Beginning with the line that holds "Query: muddy ground", set down each line of the data below through the very last, exactly as given, and nothing beyond that.

━━━━━━

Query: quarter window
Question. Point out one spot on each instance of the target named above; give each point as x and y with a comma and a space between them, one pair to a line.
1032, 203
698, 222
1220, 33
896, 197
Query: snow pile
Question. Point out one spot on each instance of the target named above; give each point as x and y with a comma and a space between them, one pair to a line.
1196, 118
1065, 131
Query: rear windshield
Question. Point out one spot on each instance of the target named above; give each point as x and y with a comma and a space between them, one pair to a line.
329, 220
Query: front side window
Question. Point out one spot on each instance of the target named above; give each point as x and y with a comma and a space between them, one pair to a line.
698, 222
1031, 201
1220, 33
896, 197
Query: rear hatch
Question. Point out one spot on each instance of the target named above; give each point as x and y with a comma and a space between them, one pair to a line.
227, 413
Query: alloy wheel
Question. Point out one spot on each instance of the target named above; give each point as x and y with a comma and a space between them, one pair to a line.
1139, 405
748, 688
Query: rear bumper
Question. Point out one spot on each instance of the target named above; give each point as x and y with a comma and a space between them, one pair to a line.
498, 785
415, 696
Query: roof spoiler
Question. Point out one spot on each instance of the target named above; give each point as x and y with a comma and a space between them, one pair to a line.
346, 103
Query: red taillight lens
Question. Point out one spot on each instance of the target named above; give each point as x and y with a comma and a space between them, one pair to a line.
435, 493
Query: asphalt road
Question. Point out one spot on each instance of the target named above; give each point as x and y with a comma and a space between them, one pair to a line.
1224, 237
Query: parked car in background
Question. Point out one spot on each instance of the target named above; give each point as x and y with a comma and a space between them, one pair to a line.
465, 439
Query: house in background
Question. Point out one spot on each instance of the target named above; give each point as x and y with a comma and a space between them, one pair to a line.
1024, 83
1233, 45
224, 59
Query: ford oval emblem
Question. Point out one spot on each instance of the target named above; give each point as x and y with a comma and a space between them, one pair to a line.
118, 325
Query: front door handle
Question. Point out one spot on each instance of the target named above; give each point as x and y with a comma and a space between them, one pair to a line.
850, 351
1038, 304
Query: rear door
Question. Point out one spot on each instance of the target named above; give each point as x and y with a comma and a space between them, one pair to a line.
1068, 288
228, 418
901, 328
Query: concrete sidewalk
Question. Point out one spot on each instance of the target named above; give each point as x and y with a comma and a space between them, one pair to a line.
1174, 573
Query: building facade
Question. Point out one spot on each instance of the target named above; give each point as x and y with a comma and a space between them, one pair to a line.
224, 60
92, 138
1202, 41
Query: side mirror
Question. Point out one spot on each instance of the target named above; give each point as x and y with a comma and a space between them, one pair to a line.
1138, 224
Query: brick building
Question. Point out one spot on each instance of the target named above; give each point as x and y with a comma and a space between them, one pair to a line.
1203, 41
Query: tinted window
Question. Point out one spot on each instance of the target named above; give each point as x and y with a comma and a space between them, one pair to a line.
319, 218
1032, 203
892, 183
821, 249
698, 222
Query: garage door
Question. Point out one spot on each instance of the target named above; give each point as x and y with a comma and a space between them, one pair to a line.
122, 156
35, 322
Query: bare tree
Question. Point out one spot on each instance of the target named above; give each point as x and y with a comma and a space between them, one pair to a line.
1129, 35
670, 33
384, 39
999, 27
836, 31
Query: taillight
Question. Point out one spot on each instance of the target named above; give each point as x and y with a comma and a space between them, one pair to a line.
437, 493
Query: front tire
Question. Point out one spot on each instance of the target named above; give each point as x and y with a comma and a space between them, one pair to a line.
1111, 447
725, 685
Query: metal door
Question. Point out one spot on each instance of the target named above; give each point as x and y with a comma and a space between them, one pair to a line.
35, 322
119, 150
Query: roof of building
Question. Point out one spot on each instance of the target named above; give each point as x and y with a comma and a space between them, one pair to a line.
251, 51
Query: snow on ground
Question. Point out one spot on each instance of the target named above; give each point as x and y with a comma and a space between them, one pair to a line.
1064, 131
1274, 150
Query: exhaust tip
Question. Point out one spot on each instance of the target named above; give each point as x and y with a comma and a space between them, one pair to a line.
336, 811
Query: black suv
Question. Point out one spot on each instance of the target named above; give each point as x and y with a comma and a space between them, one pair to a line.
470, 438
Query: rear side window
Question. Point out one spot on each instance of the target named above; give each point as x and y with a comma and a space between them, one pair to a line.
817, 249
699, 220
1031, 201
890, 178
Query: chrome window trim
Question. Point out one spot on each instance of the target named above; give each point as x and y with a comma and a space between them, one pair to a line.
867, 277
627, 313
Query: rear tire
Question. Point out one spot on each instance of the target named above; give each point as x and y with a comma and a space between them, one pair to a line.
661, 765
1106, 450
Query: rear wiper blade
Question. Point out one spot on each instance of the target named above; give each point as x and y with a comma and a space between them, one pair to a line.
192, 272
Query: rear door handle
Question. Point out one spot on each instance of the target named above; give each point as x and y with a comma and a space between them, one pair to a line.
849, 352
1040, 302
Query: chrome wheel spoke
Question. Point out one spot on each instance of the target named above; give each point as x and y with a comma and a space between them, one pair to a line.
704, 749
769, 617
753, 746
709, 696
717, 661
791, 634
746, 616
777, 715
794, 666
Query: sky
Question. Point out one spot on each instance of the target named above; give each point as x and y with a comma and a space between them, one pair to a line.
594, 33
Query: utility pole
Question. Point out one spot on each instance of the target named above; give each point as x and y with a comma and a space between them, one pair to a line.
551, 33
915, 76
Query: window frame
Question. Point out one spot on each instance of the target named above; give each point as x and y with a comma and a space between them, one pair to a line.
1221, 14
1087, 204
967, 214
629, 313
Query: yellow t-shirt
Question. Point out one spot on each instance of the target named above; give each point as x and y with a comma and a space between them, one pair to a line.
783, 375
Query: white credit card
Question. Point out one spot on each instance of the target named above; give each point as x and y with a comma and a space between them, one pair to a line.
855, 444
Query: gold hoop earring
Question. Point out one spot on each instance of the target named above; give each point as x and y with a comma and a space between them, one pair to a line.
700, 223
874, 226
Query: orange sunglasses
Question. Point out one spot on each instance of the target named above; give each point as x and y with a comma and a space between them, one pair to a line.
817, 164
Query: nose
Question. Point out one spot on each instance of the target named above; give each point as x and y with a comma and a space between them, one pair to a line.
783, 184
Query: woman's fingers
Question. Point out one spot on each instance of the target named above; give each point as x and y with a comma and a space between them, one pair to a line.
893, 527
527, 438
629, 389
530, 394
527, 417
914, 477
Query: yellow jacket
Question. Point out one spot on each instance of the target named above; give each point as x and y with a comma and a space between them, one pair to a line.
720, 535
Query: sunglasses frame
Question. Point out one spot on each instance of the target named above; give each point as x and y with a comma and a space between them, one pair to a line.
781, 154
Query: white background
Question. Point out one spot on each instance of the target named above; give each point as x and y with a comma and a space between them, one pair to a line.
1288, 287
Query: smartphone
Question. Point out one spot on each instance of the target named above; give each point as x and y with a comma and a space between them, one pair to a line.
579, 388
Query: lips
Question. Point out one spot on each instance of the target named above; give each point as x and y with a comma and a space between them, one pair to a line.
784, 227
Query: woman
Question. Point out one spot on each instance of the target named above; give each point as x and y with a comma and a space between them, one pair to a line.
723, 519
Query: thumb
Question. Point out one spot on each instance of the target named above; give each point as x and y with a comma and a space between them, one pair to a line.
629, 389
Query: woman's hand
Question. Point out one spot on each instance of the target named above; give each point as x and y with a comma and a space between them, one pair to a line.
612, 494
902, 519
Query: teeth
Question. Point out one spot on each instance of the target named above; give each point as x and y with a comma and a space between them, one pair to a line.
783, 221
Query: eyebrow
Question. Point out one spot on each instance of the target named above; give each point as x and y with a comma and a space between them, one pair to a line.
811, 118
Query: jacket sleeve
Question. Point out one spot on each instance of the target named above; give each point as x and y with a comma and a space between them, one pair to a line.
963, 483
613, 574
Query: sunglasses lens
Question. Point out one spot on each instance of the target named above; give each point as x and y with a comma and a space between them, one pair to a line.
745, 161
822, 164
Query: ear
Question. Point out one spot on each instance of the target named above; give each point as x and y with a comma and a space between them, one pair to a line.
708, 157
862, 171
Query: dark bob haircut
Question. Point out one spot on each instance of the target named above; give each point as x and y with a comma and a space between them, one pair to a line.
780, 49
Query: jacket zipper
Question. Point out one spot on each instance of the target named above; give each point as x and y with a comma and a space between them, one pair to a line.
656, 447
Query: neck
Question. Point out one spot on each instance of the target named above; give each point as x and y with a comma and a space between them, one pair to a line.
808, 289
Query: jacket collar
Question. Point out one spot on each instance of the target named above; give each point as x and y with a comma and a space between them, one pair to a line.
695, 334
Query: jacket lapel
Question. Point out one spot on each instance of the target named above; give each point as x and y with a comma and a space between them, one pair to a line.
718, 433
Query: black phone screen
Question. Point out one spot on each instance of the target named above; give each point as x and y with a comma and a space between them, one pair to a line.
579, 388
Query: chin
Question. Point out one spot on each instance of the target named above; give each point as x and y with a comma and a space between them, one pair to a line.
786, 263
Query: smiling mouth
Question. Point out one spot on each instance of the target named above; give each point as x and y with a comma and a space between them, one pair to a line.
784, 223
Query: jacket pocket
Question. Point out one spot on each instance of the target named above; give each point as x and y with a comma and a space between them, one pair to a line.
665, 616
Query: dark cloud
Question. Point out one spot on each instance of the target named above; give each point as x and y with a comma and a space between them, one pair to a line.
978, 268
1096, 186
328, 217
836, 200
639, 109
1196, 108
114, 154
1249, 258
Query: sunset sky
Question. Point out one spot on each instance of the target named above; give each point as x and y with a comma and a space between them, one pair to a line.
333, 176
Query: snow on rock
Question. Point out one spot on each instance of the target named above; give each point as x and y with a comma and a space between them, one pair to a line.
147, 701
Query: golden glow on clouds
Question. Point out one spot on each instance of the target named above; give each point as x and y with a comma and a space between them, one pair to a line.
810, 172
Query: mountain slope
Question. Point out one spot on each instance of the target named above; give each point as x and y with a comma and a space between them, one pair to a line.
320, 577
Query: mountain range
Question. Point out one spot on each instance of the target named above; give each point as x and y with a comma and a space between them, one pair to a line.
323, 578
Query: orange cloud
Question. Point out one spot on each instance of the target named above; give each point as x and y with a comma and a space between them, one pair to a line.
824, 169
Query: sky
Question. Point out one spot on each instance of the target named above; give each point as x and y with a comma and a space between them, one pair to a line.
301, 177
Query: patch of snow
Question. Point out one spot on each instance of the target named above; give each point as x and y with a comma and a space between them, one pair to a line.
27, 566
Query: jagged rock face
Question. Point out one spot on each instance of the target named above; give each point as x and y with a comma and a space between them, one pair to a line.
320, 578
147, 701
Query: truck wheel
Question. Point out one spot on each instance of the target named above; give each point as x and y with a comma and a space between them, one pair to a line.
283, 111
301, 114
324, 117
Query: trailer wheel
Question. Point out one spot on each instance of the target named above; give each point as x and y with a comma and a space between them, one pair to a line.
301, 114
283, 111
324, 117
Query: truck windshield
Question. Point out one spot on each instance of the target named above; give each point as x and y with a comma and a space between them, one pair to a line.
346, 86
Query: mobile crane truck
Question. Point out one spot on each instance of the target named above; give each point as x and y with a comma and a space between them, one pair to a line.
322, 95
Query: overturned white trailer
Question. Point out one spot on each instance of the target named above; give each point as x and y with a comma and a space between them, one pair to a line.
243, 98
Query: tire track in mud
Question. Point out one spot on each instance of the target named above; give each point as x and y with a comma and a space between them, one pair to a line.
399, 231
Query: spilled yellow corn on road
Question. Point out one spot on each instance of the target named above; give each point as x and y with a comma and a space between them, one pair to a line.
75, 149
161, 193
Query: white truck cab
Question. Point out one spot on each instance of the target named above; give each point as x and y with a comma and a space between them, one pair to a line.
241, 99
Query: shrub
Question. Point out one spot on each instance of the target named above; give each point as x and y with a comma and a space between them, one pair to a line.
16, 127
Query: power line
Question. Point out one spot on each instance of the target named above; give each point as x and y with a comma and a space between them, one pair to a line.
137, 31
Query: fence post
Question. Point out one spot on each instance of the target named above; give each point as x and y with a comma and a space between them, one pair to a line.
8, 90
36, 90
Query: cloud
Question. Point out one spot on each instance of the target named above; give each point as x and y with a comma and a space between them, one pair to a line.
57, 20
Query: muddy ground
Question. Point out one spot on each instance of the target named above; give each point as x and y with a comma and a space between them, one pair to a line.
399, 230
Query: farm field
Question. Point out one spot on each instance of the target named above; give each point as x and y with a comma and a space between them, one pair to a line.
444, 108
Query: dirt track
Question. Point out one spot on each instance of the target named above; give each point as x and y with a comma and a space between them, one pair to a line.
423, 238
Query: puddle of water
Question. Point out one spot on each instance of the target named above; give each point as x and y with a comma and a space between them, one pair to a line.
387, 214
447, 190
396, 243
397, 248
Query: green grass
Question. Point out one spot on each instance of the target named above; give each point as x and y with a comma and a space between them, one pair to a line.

━━━━━━

» **Task answer**
Query: muddy ground
Question. Point out one spot on each instance of the target named above; give each point as x and y with a comma and a space between them, one pair to a line.
399, 230
Query: farm field
Question. Point out one spot on each instance of the target named above; give each point as x and y with a comma and a space between them, one pair to a line.
444, 108
Query: dirt track
Question. Point out one spot on each instance of the target named above; give each point as x and y with a comma and a space between them, one pair to a line.
423, 238
Query: puddle of water
Question. Point out one spot on each instance of the target named above; give each point as x and y with a comma and a space between them, one pair to a line.
387, 214
447, 190
396, 243
397, 248
Query: green grass
Question. Point out one spot on each instance of the target named above; give each point as x and y with a comma and a space between them, one pair to a line.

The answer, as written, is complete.